— Start Passage given —

Since the rectangle has area $mn$ and a tetramino has an area of $4$ we get that $mn=4k$ where $k$ is the number of tetraminos. We show next that $k$ is even.

Let us colour the rows of the $m \times n$ rectangle with black and white in an alternating manner, such that the odd numbered rows are all white and the even number rows are all black.

Since $4|mn$, at least one of $m$ or $n$ must be even, and hence the number of unit white squares must be even (and the number of unit black squares must be even too).

Now, regardless of its position and orientation on the board, it is clear that a tetramino must contain either one or three white squares. We will denote by $t$ the number of tetraminos which contain three white square. Then, the remaining $k-t$ tetraminos must contain one white square each.

Since the number of white squares is even, we get that $$3t+(k-t)=k-2t \mbox{ is even }.$$

This implies that $k$ is even and hence, $mn=4k$ is divisible by $8$.

Next, we prove that, if $m,n >1$ and $8|mn$ then an $m \times n$ rectangle can be constructed from tetraminos.

Let us observe first that a $2 \times 4$ and a $3 \times 8$ board can be constructed from tetraminos, as shown below: Now, by eventually rotating the board by $90^\circ$ we can assume that either (i) $4|n$ and $2|m$ or (ii) $8 |n$.

In the case (i) we can construct the rectangle by using $\frac{mn}{8}$ copies of the $4 \times 2$ rectangle in Figure 1.

— End Passage given —

*Stated problem 1*. Can you write out the lines of the records from the one holding "channel and return the coordinates." through the end of the records, inclusive, changing "water channel" to "irrigation canal" and leaving everything else as it is?
The text and the records have nothing to do with each other.

— Start Input —

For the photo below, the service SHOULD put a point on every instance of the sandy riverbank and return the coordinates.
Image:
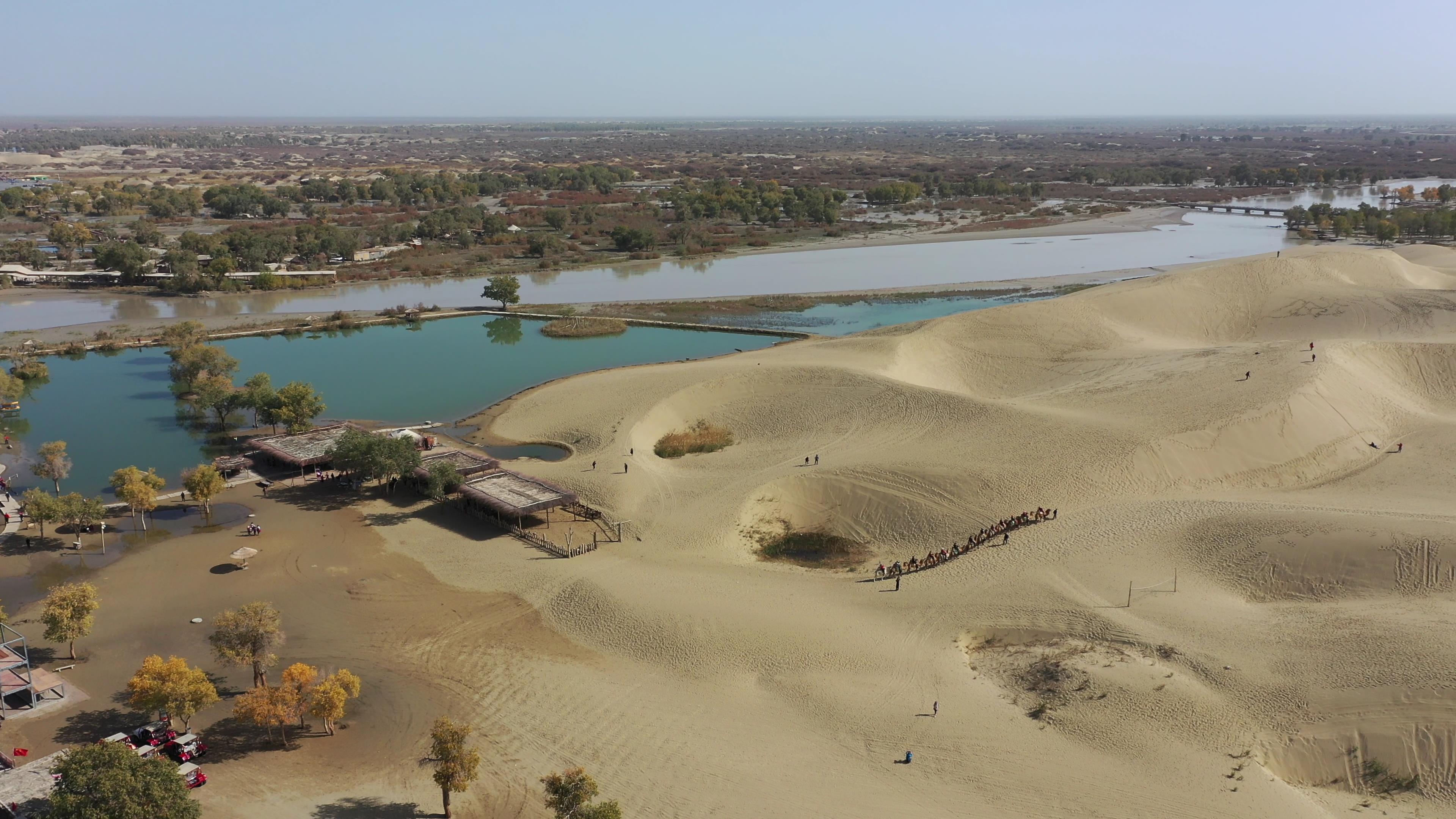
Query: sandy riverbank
(693, 679)
(136, 317)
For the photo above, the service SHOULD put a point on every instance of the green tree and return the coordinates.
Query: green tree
(69, 613)
(193, 362)
(139, 490)
(331, 697)
(456, 763)
(504, 289)
(570, 795)
(107, 780)
(248, 637)
(127, 259)
(443, 480)
(261, 399)
(504, 330)
(182, 334)
(53, 464)
(41, 508)
(11, 387)
(298, 406)
(204, 483)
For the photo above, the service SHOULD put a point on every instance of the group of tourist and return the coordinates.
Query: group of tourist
(973, 543)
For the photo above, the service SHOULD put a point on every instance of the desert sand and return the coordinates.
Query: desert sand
(1311, 617)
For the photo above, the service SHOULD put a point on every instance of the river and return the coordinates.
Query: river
(117, 410)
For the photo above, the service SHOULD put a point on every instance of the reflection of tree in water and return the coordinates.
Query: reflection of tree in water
(504, 330)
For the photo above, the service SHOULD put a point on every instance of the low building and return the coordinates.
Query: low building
(375, 254)
(510, 496)
(306, 449)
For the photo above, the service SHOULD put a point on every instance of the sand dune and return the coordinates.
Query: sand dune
(1314, 596)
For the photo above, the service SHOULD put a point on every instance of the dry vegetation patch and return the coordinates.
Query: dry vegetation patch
(584, 327)
(698, 438)
(816, 549)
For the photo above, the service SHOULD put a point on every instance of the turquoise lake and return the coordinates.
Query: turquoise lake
(117, 410)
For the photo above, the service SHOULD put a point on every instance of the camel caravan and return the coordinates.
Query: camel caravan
(976, 541)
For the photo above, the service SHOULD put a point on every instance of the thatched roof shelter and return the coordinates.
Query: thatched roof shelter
(513, 494)
(303, 449)
(465, 463)
(232, 464)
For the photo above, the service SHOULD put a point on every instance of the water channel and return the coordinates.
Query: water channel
(117, 410)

— End Input —

*Stated problem 2*. Could you reproduce the tetramino proof in full, word for word?

*Complete output 1*.
For the photo above, the service SHOULD put a point on every instance of the irrigation canal and return the coordinates.
Query: irrigation canal
(117, 410)

*Complete output 2*.
Since the rectangle has area $mn$ and a tetramino has an area of $4$ we get that $mn=4k$ where $k$ is the number of tetraminos. We show next that $k$ is even.

Let us colour the rows of the $m \times n$ rectangle with black and white in an alternating manner, such that the odd numbered rows are all white and the even number rows are all black.

Since $4|mn$, at least one of $m$ or $n$ must be even, and hence the number of unit white squares must be even (and the number of unit black squares must be even too).

Now, regardless of its position and orientation on the board, it is clear that a tetramino must contain either one or three white squares. We will denote by $t$ the number of tetraminos which contain three white square. Then, the remaining $k-t$ tetraminos must contain one white square each.

Since the number of white squares is even, we get that $$3t+(k-t)=k-2t \mbox{ is even }.$$

This implies that $k$ is even and hence, $mn=4k$ is divisible by $8$.

Next, we prove that, if $m,n >1$ and $8|mn$ then an $m \times n$ rectangle can be constructed from tetraminos.

Let us observe first that a $2 \times 4$ and a $3 \times 8$ board can be constructed from tetraminos, as shown below: Now, by eventually rotating the board by $90^\circ$ we can assume that either (i) $4|n$ and $2|m$ or (ii) $8 |n$.

In the case (i) we can construct the rectangle by using $\frac{mn}{8}$ copies of the $4 \times 2$ rectangle in Figure 1.